TUTORIAL 4701

Introduction to Programmable Logic Controllers (PLCs) and the Operational Function of Main System Modules

By:  Hugh Wright

Abstract: This tutorial offers an in-depth introduction into programmable logic controllers (PLCs). The article starts with an overview of the history and the role PLCs in factory automation. The basic principles of PLC operation are discussed. The core modules of an industrial-control system are examined: the analog input function, analog output functions, the distributed control (fieldbus) interface, digital inputs and outputs (I/Os), the CPU, and isolated power. Functional block diagrams and recommended devices are included for each function.

Overview

Programmable logic controllers (PLCs) have been an integral part of factory automation and industrial process control for decades. PLCs control a wide array of applications from simple lighting functions to environmental systems to chemical processing plants. These systems perform many functions, providing a variety of analog and digital input and output interfaces; signal processing; data conversion; and various communication protocols. All of the PLC's components and functions are centered around the controller, which is programmed for a specific task.

PLCs in factory automation.

The basic PLC module must be sufficiently flexible and configurable to meet the diverse needs of different factories and applications. Input stimuli (either analog or digital) are received from machines, sensors, or process events in the form of voltage or current. The PLC must accurately interpret and convert the stimulus for the CPU which, in turn, defines a set of instructions to the output systems that control actuators on the factory floor or in another industrial environment.

Records provided -
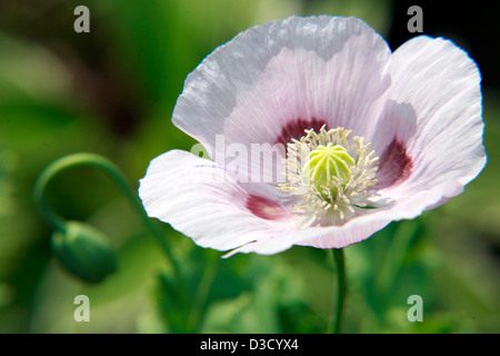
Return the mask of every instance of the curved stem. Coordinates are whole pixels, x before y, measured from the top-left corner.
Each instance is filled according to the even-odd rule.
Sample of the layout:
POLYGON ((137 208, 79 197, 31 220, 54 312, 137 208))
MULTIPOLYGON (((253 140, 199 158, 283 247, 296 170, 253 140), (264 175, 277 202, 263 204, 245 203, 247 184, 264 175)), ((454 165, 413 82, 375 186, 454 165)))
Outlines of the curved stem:
POLYGON ((346 263, 343 257, 343 248, 333 248, 332 255, 337 270, 337 303, 334 317, 330 326, 330 333, 339 334, 342 324, 342 310, 347 293, 346 263))
POLYGON ((123 194, 127 196, 127 198, 132 204, 136 211, 140 215, 142 218, 142 221, 144 222, 146 228, 151 233, 151 235, 154 236, 154 238, 158 240, 160 246, 162 247, 167 258, 169 259, 173 273, 178 280, 180 280, 179 275, 179 267, 177 265, 176 259, 173 258, 171 254, 171 248, 167 243, 167 239, 164 238, 163 234, 160 229, 158 229, 154 224, 152 224, 151 219, 146 214, 144 209, 142 208, 142 205, 133 194, 132 189, 130 188, 127 180, 123 178, 123 175, 121 174, 120 169, 110 160, 96 155, 96 154, 74 154, 69 155, 66 157, 62 157, 49 166, 40 174, 38 177, 34 188, 33 188, 33 198, 36 202, 39 205, 43 216, 47 220, 49 220, 56 228, 60 230, 64 230, 64 220, 56 215, 48 206, 46 199, 44 199, 44 190, 49 181, 58 174, 60 174, 63 170, 67 170, 69 168, 76 167, 76 166, 93 166, 97 168, 102 169, 106 171, 121 188, 123 194))

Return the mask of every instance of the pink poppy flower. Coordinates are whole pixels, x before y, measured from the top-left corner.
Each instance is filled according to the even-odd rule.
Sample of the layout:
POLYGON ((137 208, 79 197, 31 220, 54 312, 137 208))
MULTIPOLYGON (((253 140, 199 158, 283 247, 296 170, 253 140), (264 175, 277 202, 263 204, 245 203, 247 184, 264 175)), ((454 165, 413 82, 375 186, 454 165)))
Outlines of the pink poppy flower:
POLYGON ((391 52, 356 18, 250 28, 188 76, 173 111, 211 159, 154 158, 140 198, 229 255, 359 243, 481 171, 480 80, 451 41, 420 36, 391 52))

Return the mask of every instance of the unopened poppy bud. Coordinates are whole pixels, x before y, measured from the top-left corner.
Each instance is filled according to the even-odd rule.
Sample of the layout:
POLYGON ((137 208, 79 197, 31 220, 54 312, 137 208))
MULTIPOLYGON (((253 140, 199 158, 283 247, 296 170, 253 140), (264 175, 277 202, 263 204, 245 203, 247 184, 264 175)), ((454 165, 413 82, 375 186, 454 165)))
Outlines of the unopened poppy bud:
POLYGON ((118 268, 117 255, 102 233, 70 221, 52 235, 52 250, 72 274, 88 283, 100 283, 118 268))

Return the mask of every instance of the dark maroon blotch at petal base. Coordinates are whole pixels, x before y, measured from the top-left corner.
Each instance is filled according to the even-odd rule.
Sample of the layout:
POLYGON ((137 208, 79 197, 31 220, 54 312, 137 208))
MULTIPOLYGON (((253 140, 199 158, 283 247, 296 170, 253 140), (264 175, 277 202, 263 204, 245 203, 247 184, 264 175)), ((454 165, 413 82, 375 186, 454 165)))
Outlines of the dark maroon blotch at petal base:
POLYGON ((390 187, 401 182, 410 176, 413 162, 407 154, 403 142, 397 138, 386 148, 380 157, 379 169, 377 171, 377 189, 390 187))
POLYGON ((246 207, 251 214, 266 220, 279 220, 287 216, 287 211, 278 202, 254 195, 247 197, 246 207))
MULTIPOLYGON (((282 144, 287 147, 287 145, 292 141, 292 138, 300 140, 301 137, 306 136, 304 130, 313 129, 319 132, 323 125, 327 125, 327 121, 317 118, 309 120, 298 118, 296 120, 288 121, 281 129, 281 134, 277 137, 274 144, 282 144)), ((326 127, 326 129, 329 130, 328 127, 326 127)))

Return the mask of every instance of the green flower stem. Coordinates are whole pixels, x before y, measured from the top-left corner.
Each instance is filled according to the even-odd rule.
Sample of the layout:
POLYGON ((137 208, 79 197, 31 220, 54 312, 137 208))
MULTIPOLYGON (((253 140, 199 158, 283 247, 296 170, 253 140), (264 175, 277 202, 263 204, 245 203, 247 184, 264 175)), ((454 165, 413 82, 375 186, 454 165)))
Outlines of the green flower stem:
POLYGON ((347 293, 346 263, 343 257, 343 248, 333 248, 332 256, 337 270, 337 300, 336 300, 334 317, 331 320, 329 332, 330 334, 339 334, 340 327, 342 325, 342 312, 347 293))
POLYGON ((113 162, 101 156, 87 152, 74 154, 59 158, 58 160, 47 166, 47 168, 38 177, 33 188, 34 201, 39 205, 44 218, 48 221, 50 221, 57 229, 66 231, 64 220, 50 209, 44 199, 44 191, 47 185, 56 175, 77 166, 91 166, 102 169, 113 179, 113 181, 118 184, 118 186, 121 188, 121 190, 124 192, 127 198, 132 204, 136 211, 142 218, 146 228, 151 233, 151 235, 158 240, 158 243, 162 247, 169 263, 172 266, 172 270, 176 275, 177 280, 180 281, 181 279, 178 264, 172 256, 171 248, 168 245, 168 241, 164 238, 162 231, 159 228, 157 228, 156 225, 151 221, 151 219, 147 216, 144 209, 142 208, 142 205, 138 200, 136 194, 132 191, 127 180, 123 178, 123 175, 121 174, 120 169, 113 162))

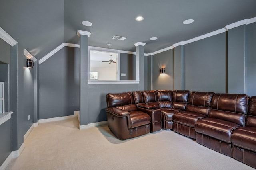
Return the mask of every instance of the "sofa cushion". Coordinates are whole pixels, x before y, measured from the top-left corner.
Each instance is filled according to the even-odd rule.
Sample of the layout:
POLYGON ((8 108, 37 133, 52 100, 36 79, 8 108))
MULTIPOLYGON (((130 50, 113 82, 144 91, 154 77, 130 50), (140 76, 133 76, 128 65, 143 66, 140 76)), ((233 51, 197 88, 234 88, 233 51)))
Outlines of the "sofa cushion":
POLYGON ((218 93, 212 98, 212 109, 247 114, 250 98, 246 94, 218 93))
POLYGON ((159 108, 172 108, 172 102, 165 101, 158 101, 159 105, 159 108))
POLYGON ((172 90, 172 101, 186 103, 190 94, 188 90, 172 90))
POLYGON ((140 103, 145 103, 144 97, 143 96, 142 93, 140 91, 132 92, 132 94, 134 98, 135 104, 140 103))
POLYGON ((134 104, 134 100, 130 92, 121 93, 108 93, 106 99, 108 107, 134 104))
POLYGON ((171 121, 172 120, 172 116, 173 114, 177 111, 179 111, 168 108, 161 109, 162 117, 163 117, 164 120, 168 121, 171 121))
POLYGON ((245 115, 230 111, 211 110, 209 117, 231 121, 242 126, 244 126, 245 123, 245 115))
POLYGON ((172 120, 178 123, 194 127, 196 122, 204 117, 206 117, 202 114, 190 111, 180 111, 174 114, 172 120))
POLYGON ((256 116, 247 116, 246 117, 245 126, 256 127, 256 116))
POLYGON ((244 127, 236 129, 231 139, 233 145, 256 152, 256 127, 244 127))
POLYGON ((196 132, 228 143, 231 143, 231 134, 233 130, 240 127, 240 125, 233 122, 212 118, 202 119, 195 124, 196 132))
POLYGON ((210 107, 214 93, 212 92, 192 92, 188 104, 192 105, 210 107))
POLYGON ((146 90, 142 91, 142 92, 146 103, 157 101, 157 94, 155 90, 146 90))
POLYGON ((150 124, 151 118, 147 114, 140 111, 130 112, 131 115, 131 127, 134 127, 150 124))
POLYGON ((158 100, 160 101, 171 101, 172 91, 171 90, 156 90, 158 100))
POLYGON ((116 107, 122 110, 125 110, 129 112, 137 110, 137 107, 135 104, 128 104, 128 105, 120 106, 116 107))
POLYGON ((187 104, 184 102, 172 102, 172 108, 180 109, 181 110, 185 110, 187 104))
POLYGON ((251 96, 248 107, 248 114, 256 116, 256 96, 251 96))
POLYGON ((187 105, 186 109, 186 111, 201 114, 206 116, 206 117, 208 117, 210 110, 211 110, 210 107, 199 106, 190 104, 187 105))

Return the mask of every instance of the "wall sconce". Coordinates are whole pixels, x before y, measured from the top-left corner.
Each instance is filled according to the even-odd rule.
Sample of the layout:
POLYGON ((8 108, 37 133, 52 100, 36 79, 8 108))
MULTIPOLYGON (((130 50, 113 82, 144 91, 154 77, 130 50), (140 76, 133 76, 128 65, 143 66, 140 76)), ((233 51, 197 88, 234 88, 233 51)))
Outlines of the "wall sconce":
POLYGON ((160 68, 160 74, 164 73, 164 72, 165 72, 165 69, 164 68, 160 68))
POLYGON ((27 59, 27 67, 28 68, 33 68, 34 62, 33 60, 30 59, 27 59))

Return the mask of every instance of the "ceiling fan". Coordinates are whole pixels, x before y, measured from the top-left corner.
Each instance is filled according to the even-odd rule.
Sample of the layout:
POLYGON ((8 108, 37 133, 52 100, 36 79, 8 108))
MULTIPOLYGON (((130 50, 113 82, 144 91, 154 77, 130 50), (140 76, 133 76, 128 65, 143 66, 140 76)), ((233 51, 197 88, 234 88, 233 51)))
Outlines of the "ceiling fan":
POLYGON ((109 62, 108 64, 111 64, 111 63, 114 63, 116 64, 116 61, 114 61, 112 59, 112 55, 110 54, 110 59, 108 61, 102 61, 102 62, 109 62))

The task - In the PLC tutorial, swap "PLCs" for "controllers" and write out the passage that begins at "TUTORIAL 4701" and stops after "for each function.".

Written reply -
TUTORIAL 4701

Introduction to Programmable Logic Controllers (controllers) and the Operational Function of Main System Modules

By:  Hugh Wright

Abstract: This tutorial offers an in-depth introduction into programmable logic controllers (controllers). The article starts with an overview of the history and the role controllers in factory automation. The basic principles of PLC operation are discussed. The core modules of an industrial-control system are examined: the analog input function, analog output functions, the distributed control (fieldbus) interface, digital inputs and outputs (I/Os), the CPU, and isolated power. Functional block diagrams and recommended devices are included for each function.